● **Work to be completed**:
Identify and copy every line in the data below that contains the word "plaid".

+++++

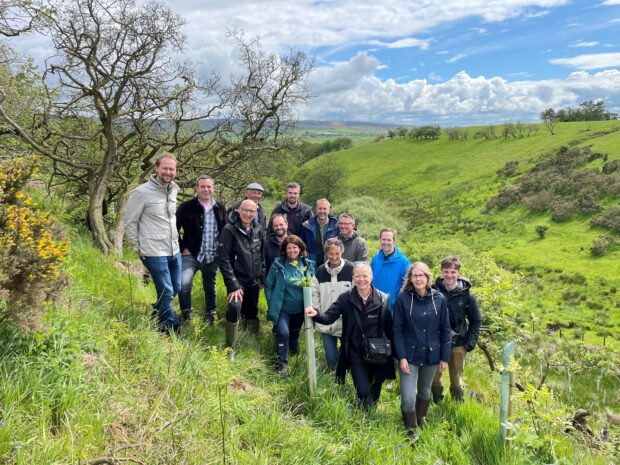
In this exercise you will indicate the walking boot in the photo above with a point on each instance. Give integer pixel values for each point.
(411, 422)
(421, 409)
(437, 392)
(253, 327)
(457, 394)
(232, 337)
(210, 316)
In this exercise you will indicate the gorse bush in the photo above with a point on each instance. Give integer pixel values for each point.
(32, 243)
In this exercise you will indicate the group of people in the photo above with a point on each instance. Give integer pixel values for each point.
(428, 325)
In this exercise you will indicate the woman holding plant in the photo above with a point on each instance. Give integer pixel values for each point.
(365, 315)
(422, 342)
(285, 301)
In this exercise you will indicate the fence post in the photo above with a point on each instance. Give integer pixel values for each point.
(310, 354)
(505, 407)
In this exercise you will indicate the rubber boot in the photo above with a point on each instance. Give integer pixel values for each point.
(411, 422)
(253, 327)
(232, 336)
(186, 315)
(421, 409)
(458, 394)
(437, 392)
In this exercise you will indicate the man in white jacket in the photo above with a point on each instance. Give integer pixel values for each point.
(150, 224)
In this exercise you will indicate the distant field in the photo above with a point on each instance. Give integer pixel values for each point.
(450, 182)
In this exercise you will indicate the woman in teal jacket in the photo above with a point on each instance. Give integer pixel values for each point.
(285, 299)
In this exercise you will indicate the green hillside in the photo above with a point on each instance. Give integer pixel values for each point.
(441, 188)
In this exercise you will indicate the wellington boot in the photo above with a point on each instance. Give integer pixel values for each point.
(437, 392)
(421, 409)
(457, 394)
(410, 421)
(253, 327)
(232, 337)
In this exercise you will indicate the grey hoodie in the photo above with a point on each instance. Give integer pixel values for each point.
(150, 221)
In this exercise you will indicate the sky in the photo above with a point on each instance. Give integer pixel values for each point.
(412, 62)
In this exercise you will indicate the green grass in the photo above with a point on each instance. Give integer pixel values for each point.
(100, 382)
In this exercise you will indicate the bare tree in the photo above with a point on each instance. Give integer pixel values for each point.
(116, 97)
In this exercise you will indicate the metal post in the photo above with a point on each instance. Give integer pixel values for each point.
(505, 407)
(310, 355)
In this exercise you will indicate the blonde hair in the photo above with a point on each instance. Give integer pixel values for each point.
(423, 267)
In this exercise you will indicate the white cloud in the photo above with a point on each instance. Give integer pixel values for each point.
(403, 43)
(582, 43)
(462, 99)
(591, 61)
(456, 58)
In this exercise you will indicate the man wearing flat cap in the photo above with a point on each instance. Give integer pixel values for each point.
(253, 192)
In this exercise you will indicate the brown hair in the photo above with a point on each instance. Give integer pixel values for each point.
(423, 267)
(293, 239)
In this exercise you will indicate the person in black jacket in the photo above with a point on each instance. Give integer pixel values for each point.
(199, 222)
(375, 320)
(422, 342)
(254, 191)
(293, 209)
(242, 262)
(465, 322)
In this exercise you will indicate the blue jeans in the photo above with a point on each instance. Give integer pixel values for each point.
(287, 334)
(209, 274)
(332, 354)
(419, 379)
(166, 275)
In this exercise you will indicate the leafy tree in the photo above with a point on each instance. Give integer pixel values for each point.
(549, 119)
(116, 97)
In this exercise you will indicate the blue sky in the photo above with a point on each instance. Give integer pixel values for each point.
(450, 62)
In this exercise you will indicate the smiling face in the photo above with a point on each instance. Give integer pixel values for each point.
(247, 212)
(419, 281)
(450, 277)
(362, 277)
(387, 242)
(292, 195)
(166, 170)
(292, 251)
(204, 190)
(346, 226)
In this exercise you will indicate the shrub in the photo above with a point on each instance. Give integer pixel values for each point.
(32, 243)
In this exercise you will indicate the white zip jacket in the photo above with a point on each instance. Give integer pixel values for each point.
(150, 221)
(327, 285)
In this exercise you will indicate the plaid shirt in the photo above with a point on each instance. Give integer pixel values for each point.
(208, 249)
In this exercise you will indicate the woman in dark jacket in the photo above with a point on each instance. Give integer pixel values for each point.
(421, 341)
(285, 298)
(373, 309)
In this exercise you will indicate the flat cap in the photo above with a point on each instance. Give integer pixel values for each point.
(255, 186)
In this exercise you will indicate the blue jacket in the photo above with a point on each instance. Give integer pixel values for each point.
(422, 328)
(308, 235)
(388, 274)
(275, 283)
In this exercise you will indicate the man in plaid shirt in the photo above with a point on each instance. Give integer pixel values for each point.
(199, 222)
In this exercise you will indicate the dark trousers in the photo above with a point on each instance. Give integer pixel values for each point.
(367, 380)
(287, 334)
(247, 308)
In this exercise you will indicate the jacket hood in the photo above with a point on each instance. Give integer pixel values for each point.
(332, 222)
(465, 285)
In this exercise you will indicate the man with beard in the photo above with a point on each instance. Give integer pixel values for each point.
(316, 230)
(151, 229)
(275, 237)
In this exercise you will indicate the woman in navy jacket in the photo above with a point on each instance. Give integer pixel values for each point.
(421, 341)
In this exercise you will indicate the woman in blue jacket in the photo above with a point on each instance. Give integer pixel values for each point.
(421, 341)
(285, 298)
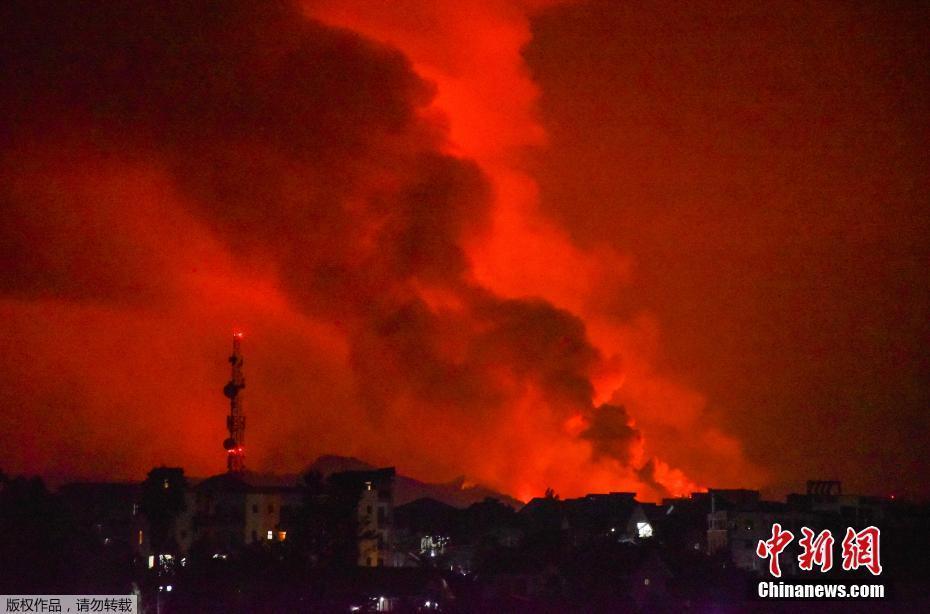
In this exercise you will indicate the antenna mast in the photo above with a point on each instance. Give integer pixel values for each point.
(235, 421)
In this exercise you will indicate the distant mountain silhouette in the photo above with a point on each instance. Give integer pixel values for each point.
(457, 492)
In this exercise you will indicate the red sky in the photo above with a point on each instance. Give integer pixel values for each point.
(587, 246)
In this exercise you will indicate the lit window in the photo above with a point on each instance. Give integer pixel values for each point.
(644, 529)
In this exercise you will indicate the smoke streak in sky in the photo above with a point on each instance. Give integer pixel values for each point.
(439, 259)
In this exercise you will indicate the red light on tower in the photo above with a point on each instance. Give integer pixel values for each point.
(235, 421)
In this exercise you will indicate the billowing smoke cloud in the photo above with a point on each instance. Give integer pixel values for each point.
(173, 170)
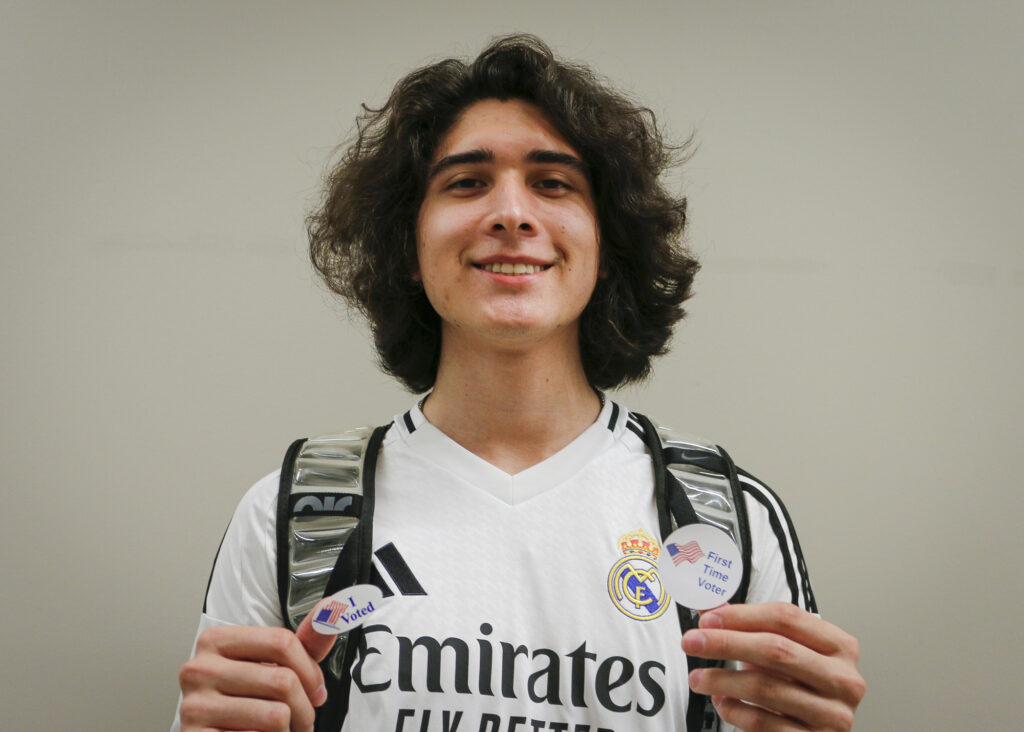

+++++

● **Written solution**:
In this exercise you will indicate the plaid shirt in the photo above with a point on each instance. Give integer pixel values for each point.
In this exercise you will indicate the man in plaid shirt in the photo above with a point on each instance. Give integer pixel values for each point.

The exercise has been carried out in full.